====== Records to process
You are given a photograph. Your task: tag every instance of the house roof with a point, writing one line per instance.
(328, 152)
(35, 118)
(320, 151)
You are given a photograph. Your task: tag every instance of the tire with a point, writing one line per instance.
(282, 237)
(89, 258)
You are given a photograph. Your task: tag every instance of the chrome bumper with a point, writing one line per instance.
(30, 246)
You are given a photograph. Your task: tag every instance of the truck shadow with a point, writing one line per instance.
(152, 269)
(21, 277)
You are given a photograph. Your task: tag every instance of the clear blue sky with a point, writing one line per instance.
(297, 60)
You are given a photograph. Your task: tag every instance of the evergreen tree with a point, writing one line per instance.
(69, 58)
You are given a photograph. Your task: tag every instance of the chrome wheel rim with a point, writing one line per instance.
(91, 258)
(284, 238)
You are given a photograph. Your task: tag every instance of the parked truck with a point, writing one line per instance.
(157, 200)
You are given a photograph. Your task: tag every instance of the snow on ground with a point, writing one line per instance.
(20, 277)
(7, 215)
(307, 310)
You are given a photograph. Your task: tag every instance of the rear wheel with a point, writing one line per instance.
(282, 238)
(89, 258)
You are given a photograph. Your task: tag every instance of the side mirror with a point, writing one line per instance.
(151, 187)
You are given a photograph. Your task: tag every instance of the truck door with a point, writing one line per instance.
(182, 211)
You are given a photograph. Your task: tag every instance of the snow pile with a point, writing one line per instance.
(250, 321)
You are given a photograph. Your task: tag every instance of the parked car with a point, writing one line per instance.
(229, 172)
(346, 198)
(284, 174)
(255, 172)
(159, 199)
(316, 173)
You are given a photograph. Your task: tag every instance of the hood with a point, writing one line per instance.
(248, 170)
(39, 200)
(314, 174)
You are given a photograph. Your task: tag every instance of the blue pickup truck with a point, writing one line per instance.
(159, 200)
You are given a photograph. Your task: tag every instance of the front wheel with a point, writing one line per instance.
============
▶ Direction:
Reproduce all of the rows above word for word, from the first line through the last, with each line kept as it appears.

▶ Answer to this task:
You are given a photograph. Your task: tag every instance of the house roof with a point, writing one line per instance.
(328, 152)
(35, 118)
(320, 151)
You are given a photograph. Your task: tag every instance of the tire with a point, writing one line per instance.
(282, 237)
(89, 258)
You are given a photograph. Your task: tag every instance of the chrome bumper with a point, writing one line per instance.
(30, 246)
You are given a photograph. Your task: tag every instance of the truck shadow with a point, writing one line per instance.
(152, 269)
(21, 277)
You are given a photograph. Your task: tag every instance of the clear blue sky with a point, writing one line per instance.
(297, 60)
You are given a photograph. Your task: tag every instance of the evergreen tree with a point, writing one line per instance.
(69, 58)
You are given a photograph. Your task: tag every instance of the chrome wheel rim with a point, writing one line per instance.
(91, 258)
(284, 238)
You are given a photograph. Your task: tag every instance of the parked truck with a point, writing one line per instance.
(157, 200)
You are given a photograph. Your task: tag every instance of the snow on ground with a point, writing one line per instance.
(20, 277)
(7, 215)
(307, 310)
You are given a photograph. Your task: tag every instance of the rear wheel with a point, writing one line per instance.
(282, 238)
(89, 258)
You are given a photograph. Your task: tag every instance of the side mirror with a point, writing one line per instance.
(151, 187)
You are given a photograph. Your task: tag every instance of the truck door with a point, writing one line per instance.
(182, 211)
You are given a photograph. Your task: tag every instance of the snow pile with a point, writing one line per instance.
(250, 321)
You are given a photograph. Your task: tag every instance of the parked car with a point, writing one line per instance.
(229, 172)
(346, 198)
(284, 174)
(255, 172)
(159, 199)
(316, 173)
You are given a photograph. Your task: tag every instance of the hood with a point, writing one line per instance.
(248, 170)
(39, 200)
(314, 174)
You are given a photograph. Your task: tag every instance of the blue pickup truck with a point, writing one line per instance.
(159, 200)
You are given a photograph. Your task: tag every instance of the front wheel with a point, writing one line per instance.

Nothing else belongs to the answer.